:: Data for analysis

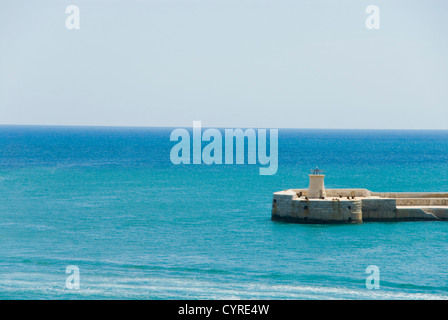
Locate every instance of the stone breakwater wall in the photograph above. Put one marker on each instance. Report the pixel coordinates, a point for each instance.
(358, 205)
(289, 207)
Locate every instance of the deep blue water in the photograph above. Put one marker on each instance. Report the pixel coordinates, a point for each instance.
(110, 201)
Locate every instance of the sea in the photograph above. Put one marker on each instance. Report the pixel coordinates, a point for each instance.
(108, 202)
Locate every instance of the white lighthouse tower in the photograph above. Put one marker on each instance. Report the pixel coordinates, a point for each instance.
(316, 190)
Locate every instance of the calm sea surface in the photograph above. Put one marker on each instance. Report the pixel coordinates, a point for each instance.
(109, 201)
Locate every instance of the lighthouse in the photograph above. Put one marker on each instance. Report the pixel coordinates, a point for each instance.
(316, 190)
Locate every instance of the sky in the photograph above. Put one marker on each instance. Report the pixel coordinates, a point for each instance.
(227, 63)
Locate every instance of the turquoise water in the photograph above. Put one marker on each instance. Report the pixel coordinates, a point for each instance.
(109, 201)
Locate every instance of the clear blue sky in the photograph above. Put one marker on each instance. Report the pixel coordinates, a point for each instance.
(228, 63)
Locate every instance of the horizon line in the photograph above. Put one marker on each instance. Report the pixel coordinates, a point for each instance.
(217, 127)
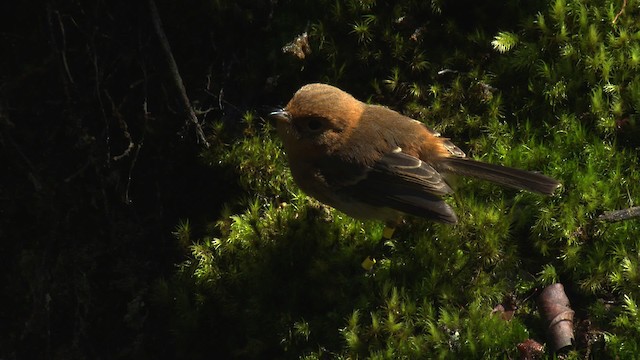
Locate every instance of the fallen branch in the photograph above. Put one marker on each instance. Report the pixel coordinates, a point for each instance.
(554, 307)
(620, 215)
(174, 74)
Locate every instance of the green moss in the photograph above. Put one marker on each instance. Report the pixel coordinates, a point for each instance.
(286, 270)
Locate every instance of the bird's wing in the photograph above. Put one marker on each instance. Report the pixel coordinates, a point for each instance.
(404, 183)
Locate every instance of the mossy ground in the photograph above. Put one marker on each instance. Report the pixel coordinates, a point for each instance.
(264, 271)
(553, 88)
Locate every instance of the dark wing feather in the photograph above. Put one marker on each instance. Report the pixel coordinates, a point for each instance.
(404, 183)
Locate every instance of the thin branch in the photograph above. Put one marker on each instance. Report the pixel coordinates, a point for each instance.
(172, 67)
(620, 215)
(624, 5)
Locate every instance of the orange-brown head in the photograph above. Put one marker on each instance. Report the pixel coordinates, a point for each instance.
(372, 162)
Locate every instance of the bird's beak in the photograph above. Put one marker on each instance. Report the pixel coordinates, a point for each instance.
(280, 115)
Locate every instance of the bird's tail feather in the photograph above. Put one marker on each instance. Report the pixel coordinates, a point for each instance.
(516, 178)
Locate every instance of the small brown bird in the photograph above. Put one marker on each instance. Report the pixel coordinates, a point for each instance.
(371, 162)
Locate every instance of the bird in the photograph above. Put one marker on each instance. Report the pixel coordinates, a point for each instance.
(371, 162)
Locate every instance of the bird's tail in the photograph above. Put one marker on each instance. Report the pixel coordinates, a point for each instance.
(516, 178)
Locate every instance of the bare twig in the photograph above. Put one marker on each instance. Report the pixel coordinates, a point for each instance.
(173, 71)
(620, 215)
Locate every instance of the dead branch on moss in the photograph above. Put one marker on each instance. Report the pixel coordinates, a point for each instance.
(174, 74)
(620, 215)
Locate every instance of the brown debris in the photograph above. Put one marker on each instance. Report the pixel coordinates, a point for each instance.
(299, 47)
(530, 350)
(554, 307)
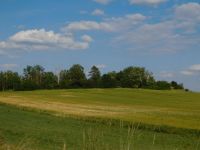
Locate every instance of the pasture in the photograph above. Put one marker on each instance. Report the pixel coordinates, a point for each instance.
(96, 118)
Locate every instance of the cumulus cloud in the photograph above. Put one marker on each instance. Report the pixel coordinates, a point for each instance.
(98, 12)
(165, 36)
(41, 39)
(146, 2)
(104, 2)
(101, 66)
(192, 70)
(189, 16)
(8, 66)
(166, 74)
(86, 38)
(110, 25)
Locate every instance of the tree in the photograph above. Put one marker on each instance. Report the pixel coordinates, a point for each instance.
(9, 81)
(33, 77)
(77, 76)
(163, 85)
(136, 77)
(175, 85)
(49, 80)
(64, 79)
(109, 80)
(95, 77)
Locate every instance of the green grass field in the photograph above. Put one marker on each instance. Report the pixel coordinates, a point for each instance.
(100, 119)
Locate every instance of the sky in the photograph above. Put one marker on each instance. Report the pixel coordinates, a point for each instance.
(160, 35)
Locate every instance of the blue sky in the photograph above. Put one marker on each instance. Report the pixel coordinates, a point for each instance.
(161, 35)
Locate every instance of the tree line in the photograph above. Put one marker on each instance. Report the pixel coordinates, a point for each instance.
(35, 77)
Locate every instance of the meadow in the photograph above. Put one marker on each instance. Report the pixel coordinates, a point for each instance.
(100, 119)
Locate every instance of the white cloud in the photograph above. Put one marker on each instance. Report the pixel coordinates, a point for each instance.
(146, 2)
(8, 66)
(87, 38)
(187, 72)
(114, 24)
(192, 70)
(195, 67)
(98, 12)
(104, 2)
(101, 66)
(165, 74)
(189, 16)
(165, 36)
(42, 40)
(87, 25)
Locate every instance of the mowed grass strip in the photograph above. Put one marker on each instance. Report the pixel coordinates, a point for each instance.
(169, 108)
(21, 129)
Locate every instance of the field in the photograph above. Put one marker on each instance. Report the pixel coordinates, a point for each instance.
(100, 119)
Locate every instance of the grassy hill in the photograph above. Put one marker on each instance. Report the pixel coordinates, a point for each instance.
(96, 118)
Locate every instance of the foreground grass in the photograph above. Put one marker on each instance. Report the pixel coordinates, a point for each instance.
(24, 129)
(176, 109)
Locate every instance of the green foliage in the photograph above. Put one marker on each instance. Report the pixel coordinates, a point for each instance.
(32, 130)
(109, 80)
(94, 77)
(35, 77)
(163, 85)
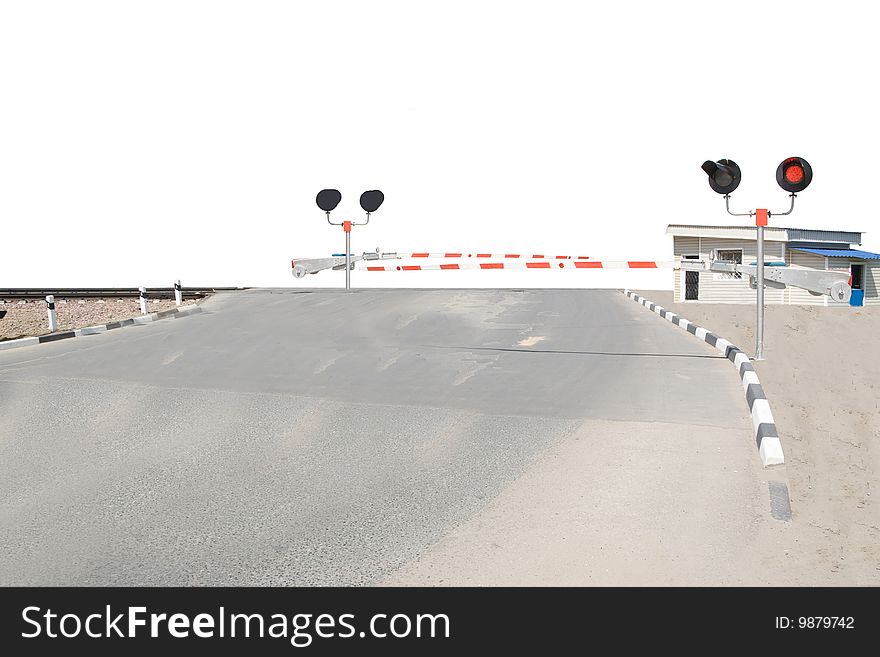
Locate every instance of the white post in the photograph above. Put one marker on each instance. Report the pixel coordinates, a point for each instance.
(759, 282)
(53, 320)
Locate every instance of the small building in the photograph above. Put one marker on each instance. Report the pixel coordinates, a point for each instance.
(795, 247)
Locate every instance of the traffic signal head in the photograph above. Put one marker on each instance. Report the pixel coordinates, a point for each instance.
(794, 174)
(328, 199)
(724, 175)
(371, 200)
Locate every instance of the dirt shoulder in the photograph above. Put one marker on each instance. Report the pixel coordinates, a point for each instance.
(30, 318)
(821, 374)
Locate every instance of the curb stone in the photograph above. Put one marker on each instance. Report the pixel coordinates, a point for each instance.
(766, 435)
(101, 328)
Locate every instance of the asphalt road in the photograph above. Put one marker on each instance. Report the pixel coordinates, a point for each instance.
(289, 437)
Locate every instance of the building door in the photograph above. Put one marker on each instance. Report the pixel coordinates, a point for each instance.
(691, 282)
(857, 275)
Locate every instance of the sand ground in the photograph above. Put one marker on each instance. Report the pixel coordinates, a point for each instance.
(822, 377)
(29, 318)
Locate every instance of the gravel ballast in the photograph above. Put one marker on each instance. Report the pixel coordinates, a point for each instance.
(30, 318)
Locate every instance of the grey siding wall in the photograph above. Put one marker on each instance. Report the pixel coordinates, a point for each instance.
(872, 283)
(802, 260)
(723, 288)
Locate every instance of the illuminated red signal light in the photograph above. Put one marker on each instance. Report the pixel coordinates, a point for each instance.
(794, 174)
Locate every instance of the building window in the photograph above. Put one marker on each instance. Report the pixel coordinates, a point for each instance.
(731, 255)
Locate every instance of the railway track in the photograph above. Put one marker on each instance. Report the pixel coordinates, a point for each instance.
(105, 292)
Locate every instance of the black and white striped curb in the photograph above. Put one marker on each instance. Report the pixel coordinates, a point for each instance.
(101, 328)
(769, 446)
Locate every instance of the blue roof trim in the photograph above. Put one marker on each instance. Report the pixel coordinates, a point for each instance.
(841, 253)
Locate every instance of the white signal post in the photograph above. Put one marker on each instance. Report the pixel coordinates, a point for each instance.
(793, 175)
(762, 217)
(327, 200)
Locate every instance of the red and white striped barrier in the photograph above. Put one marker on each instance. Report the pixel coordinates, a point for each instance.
(576, 264)
(498, 256)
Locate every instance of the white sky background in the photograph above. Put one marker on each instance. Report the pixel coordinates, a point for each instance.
(143, 142)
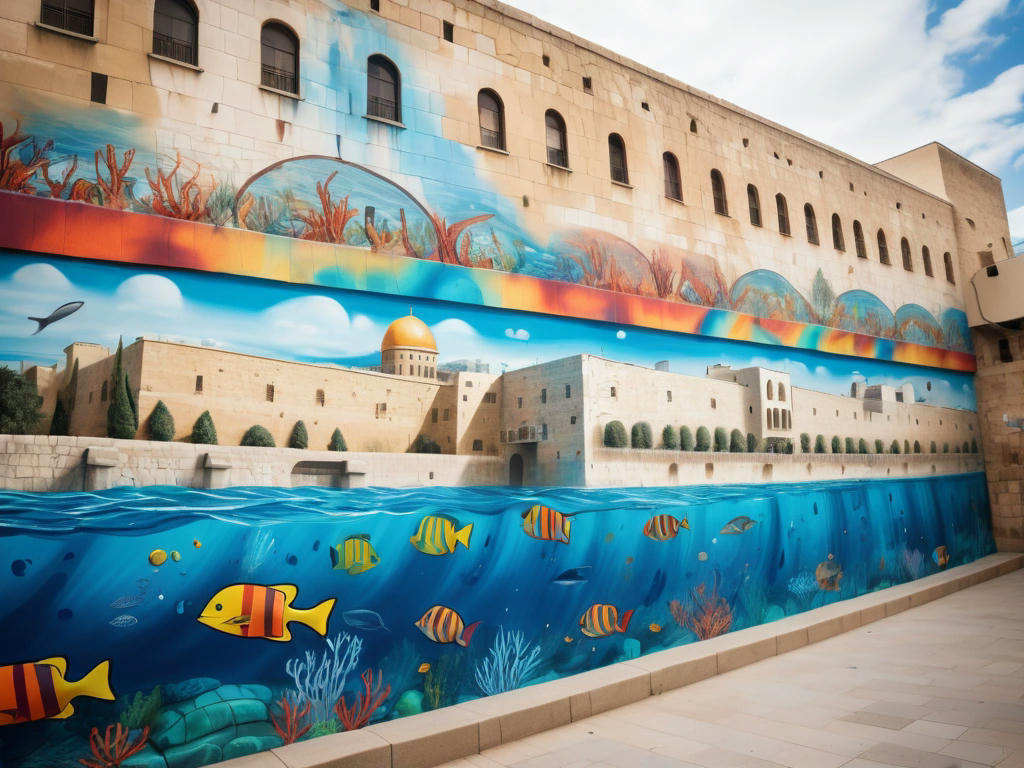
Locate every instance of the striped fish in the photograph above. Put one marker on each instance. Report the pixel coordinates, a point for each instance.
(437, 535)
(443, 625)
(255, 610)
(545, 523)
(38, 690)
(664, 527)
(354, 555)
(601, 621)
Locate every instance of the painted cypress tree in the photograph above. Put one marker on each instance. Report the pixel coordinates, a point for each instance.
(120, 420)
(299, 438)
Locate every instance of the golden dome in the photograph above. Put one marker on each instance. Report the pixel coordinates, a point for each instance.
(409, 332)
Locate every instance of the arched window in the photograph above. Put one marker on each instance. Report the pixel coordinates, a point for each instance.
(280, 56)
(838, 243)
(673, 181)
(554, 131)
(718, 192)
(883, 250)
(492, 114)
(858, 240)
(754, 203)
(74, 15)
(783, 213)
(904, 247)
(812, 224)
(616, 159)
(174, 28)
(383, 89)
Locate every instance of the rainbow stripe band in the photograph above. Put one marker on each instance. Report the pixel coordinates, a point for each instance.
(88, 231)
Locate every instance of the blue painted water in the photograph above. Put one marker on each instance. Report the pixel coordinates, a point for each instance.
(76, 581)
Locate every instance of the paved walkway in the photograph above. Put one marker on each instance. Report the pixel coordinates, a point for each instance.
(937, 686)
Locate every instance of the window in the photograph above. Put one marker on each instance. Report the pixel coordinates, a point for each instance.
(74, 15)
(754, 203)
(554, 133)
(174, 26)
(838, 243)
(718, 192)
(812, 224)
(383, 89)
(616, 159)
(783, 213)
(280, 50)
(492, 119)
(858, 241)
(883, 249)
(673, 180)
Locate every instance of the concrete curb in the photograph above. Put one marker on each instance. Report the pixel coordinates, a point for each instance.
(442, 735)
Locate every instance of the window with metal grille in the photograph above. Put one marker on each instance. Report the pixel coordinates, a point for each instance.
(383, 89)
(74, 15)
(280, 57)
(554, 133)
(174, 30)
(673, 179)
(492, 119)
(616, 159)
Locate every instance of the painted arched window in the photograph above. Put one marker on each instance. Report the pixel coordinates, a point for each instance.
(904, 247)
(783, 213)
(858, 240)
(718, 192)
(492, 114)
(174, 28)
(280, 57)
(812, 224)
(754, 203)
(383, 89)
(616, 159)
(838, 243)
(673, 180)
(554, 131)
(883, 249)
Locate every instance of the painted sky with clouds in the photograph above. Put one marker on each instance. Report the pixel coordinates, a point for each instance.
(872, 78)
(317, 325)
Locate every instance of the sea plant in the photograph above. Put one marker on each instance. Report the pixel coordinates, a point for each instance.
(510, 663)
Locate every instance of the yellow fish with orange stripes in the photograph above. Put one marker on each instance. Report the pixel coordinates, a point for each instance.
(601, 621)
(442, 625)
(255, 610)
(38, 689)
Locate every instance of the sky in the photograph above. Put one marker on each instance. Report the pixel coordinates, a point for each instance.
(872, 78)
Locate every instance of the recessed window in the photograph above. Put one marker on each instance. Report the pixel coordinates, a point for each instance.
(74, 15)
(383, 89)
(754, 203)
(783, 213)
(616, 159)
(492, 119)
(174, 26)
(718, 192)
(812, 224)
(673, 180)
(554, 132)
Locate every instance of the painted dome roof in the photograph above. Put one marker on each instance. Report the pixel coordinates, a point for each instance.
(409, 332)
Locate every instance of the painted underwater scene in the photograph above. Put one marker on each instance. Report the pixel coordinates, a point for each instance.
(175, 627)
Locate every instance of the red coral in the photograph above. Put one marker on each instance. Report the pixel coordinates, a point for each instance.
(111, 753)
(364, 706)
(290, 730)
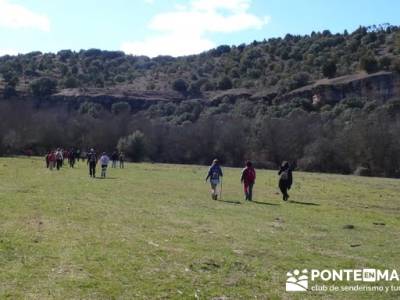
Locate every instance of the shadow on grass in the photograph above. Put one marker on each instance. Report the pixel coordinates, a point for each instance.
(303, 203)
(264, 203)
(227, 201)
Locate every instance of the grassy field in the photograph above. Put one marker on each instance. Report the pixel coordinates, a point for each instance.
(151, 231)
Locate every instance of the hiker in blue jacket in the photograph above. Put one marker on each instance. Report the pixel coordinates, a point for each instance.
(285, 179)
(214, 174)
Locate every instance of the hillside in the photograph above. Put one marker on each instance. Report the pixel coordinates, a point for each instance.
(151, 231)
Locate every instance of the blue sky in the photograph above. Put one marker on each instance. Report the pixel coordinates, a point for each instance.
(180, 27)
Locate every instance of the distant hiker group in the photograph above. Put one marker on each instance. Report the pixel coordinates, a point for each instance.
(248, 178)
(55, 160)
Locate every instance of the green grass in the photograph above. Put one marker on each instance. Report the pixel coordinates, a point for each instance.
(152, 231)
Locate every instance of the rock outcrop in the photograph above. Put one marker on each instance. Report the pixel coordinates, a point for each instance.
(378, 86)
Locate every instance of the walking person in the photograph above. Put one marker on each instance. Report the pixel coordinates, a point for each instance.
(71, 158)
(121, 160)
(248, 179)
(114, 158)
(214, 174)
(285, 179)
(92, 161)
(47, 159)
(78, 154)
(59, 159)
(104, 160)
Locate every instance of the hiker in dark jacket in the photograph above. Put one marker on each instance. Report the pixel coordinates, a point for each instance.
(285, 179)
(114, 159)
(92, 161)
(214, 173)
(248, 178)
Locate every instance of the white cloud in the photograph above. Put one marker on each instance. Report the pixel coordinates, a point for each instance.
(17, 16)
(183, 31)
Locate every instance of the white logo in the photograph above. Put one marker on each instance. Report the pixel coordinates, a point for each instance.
(296, 282)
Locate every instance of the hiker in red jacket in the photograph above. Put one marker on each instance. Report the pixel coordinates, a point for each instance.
(248, 178)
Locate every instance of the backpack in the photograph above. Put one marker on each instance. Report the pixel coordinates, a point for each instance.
(92, 157)
(59, 155)
(215, 172)
(284, 175)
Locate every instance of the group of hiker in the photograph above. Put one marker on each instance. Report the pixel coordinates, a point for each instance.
(248, 178)
(55, 159)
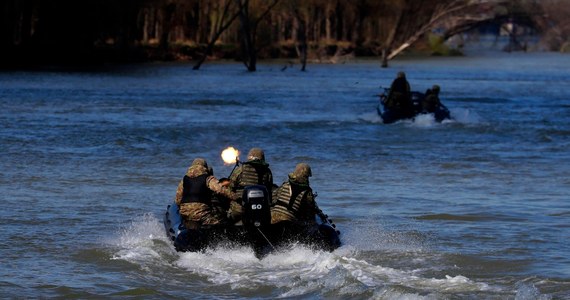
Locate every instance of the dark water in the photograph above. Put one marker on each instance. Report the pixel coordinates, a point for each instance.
(473, 208)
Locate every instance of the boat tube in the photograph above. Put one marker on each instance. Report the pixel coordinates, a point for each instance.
(392, 115)
(255, 229)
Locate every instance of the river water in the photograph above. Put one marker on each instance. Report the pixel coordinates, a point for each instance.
(472, 208)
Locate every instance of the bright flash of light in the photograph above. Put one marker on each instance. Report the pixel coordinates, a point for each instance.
(230, 155)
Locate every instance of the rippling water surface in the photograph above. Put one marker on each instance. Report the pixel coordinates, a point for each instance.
(472, 208)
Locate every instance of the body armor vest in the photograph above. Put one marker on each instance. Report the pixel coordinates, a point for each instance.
(196, 190)
(289, 199)
(253, 174)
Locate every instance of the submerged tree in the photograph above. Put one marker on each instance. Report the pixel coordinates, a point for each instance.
(250, 18)
(416, 18)
(225, 13)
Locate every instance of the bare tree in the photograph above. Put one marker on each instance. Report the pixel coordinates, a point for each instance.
(226, 13)
(249, 22)
(416, 18)
(551, 17)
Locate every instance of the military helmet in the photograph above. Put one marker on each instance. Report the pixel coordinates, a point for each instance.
(302, 170)
(200, 162)
(256, 154)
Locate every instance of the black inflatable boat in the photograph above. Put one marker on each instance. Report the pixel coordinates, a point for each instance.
(254, 230)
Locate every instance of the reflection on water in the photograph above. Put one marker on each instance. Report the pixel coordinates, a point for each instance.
(474, 207)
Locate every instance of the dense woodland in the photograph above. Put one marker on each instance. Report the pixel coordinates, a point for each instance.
(39, 32)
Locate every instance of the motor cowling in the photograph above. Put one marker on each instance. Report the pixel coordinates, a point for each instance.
(257, 211)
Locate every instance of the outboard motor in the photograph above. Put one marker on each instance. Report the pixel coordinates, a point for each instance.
(256, 206)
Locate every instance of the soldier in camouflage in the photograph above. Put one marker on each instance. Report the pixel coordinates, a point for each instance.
(254, 171)
(294, 200)
(194, 195)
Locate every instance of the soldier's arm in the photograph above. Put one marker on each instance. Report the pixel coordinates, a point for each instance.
(215, 186)
(179, 191)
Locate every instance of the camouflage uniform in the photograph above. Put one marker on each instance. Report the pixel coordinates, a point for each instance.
(254, 171)
(400, 95)
(294, 199)
(194, 195)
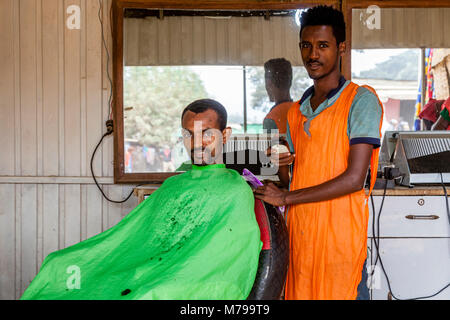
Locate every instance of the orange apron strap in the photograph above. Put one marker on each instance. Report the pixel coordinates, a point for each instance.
(376, 152)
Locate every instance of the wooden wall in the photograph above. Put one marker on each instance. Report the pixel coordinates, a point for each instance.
(53, 105)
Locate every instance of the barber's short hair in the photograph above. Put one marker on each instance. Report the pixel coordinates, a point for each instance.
(324, 15)
(279, 71)
(202, 105)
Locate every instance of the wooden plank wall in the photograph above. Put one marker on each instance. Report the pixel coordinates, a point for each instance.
(403, 28)
(203, 40)
(53, 105)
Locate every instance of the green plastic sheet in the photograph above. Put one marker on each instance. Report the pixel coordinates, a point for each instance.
(196, 237)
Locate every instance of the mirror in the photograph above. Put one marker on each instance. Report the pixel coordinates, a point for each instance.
(173, 57)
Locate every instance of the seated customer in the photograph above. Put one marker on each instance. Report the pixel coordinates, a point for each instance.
(196, 237)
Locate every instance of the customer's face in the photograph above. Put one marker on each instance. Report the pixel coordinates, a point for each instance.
(203, 138)
(319, 51)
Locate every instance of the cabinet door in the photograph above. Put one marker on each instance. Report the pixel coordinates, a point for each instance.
(415, 268)
(431, 211)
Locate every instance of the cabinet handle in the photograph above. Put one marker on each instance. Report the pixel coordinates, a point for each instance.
(422, 217)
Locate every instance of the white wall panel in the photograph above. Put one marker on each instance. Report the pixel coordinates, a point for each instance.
(54, 95)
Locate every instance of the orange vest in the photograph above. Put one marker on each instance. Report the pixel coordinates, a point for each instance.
(279, 115)
(328, 239)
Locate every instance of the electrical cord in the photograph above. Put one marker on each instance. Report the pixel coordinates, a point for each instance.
(108, 58)
(377, 242)
(109, 123)
(93, 175)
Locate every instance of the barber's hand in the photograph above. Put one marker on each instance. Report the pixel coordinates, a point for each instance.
(280, 159)
(271, 194)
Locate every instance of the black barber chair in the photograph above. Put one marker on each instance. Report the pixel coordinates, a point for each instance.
(274, 256)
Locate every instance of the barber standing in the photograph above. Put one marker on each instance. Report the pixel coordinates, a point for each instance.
(334, 131)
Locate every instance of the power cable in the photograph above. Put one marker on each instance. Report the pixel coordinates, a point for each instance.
(109, 123)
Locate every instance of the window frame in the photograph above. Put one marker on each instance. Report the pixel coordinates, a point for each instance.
(118, 6)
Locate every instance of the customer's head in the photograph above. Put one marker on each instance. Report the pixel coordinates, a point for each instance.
(278, 77)
(322, 40)
(205, 131)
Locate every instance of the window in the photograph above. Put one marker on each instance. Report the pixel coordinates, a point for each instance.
(154, 98)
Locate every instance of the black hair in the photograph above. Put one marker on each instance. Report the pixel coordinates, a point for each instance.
(202, 105)
(279, 71)
(324, 15)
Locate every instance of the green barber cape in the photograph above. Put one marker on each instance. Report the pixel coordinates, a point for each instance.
(196, 237)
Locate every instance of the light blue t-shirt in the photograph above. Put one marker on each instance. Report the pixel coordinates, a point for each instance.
(363, 119)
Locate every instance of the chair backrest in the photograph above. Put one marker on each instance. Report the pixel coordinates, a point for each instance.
(274, 256)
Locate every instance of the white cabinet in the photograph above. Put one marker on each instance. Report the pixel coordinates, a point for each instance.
(415, 252)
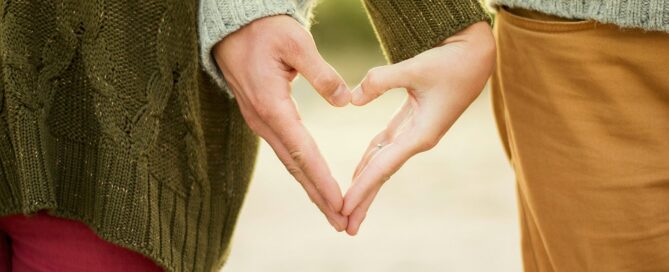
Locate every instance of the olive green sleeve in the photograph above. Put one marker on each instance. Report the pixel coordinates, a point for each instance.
(406, 28)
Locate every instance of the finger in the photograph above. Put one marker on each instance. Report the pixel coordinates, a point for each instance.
(338, 221)
(320, 74)
(399, 119)
(379, 169)
(379, 80)
(360, 213)
(374, 146)
(284, 121)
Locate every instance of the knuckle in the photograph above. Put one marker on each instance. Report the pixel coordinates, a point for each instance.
(326, 82)
(293, 170)
(266, 112)
(297, 156)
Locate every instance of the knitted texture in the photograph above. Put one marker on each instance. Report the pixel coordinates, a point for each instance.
(647, 14)
(219, 18)
(408, 27)
(106, 117)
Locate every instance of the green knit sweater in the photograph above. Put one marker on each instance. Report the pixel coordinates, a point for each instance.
(107, 117)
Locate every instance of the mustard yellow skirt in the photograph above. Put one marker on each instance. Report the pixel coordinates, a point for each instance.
(583, 111)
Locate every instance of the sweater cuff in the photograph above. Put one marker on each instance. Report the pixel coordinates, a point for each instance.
(407, 28)
(218, 19)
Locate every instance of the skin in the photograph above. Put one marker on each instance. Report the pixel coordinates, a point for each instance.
(259, 62)
(440, 84)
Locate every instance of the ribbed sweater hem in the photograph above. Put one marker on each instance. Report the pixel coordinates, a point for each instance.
(651, 15)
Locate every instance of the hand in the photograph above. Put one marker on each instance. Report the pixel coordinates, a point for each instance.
(441, 83)
(259, 63)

::::

Task to complete
Begin with the line that holds "Locate every instance of the skin" and write out each line from there to the end of the material, exactly as it stands. Include nothing else.

Result for this task
Locate every instance of the skin in the photograph above. Put one marker on each instance. Report the pixel coordinates, a point for each instance.
(259, 62)
(440, 84)
Locate every instance of the ribbed sweater hem in the photograph above. Put one marker on each instance. Report the pixel coordinates, a point for each instance.
(651, 15)
Locate every instance of the hand in the photograph above. Put one marker on each instance. Report the pixel coordinates, a point for each instance.
(441, 83)
(259, 63)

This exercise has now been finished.